### Do this:
The listing below is to be output in its exact form.

— START OF Source data —

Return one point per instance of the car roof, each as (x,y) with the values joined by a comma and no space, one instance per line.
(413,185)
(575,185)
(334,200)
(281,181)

— END OF Source data —

### Result:
Return one point per instance of the car roof, each as (x,y) with the values joined by a comma and no space, one instance per line.
(413,185)
(575,185)
(334,200)
(281,181)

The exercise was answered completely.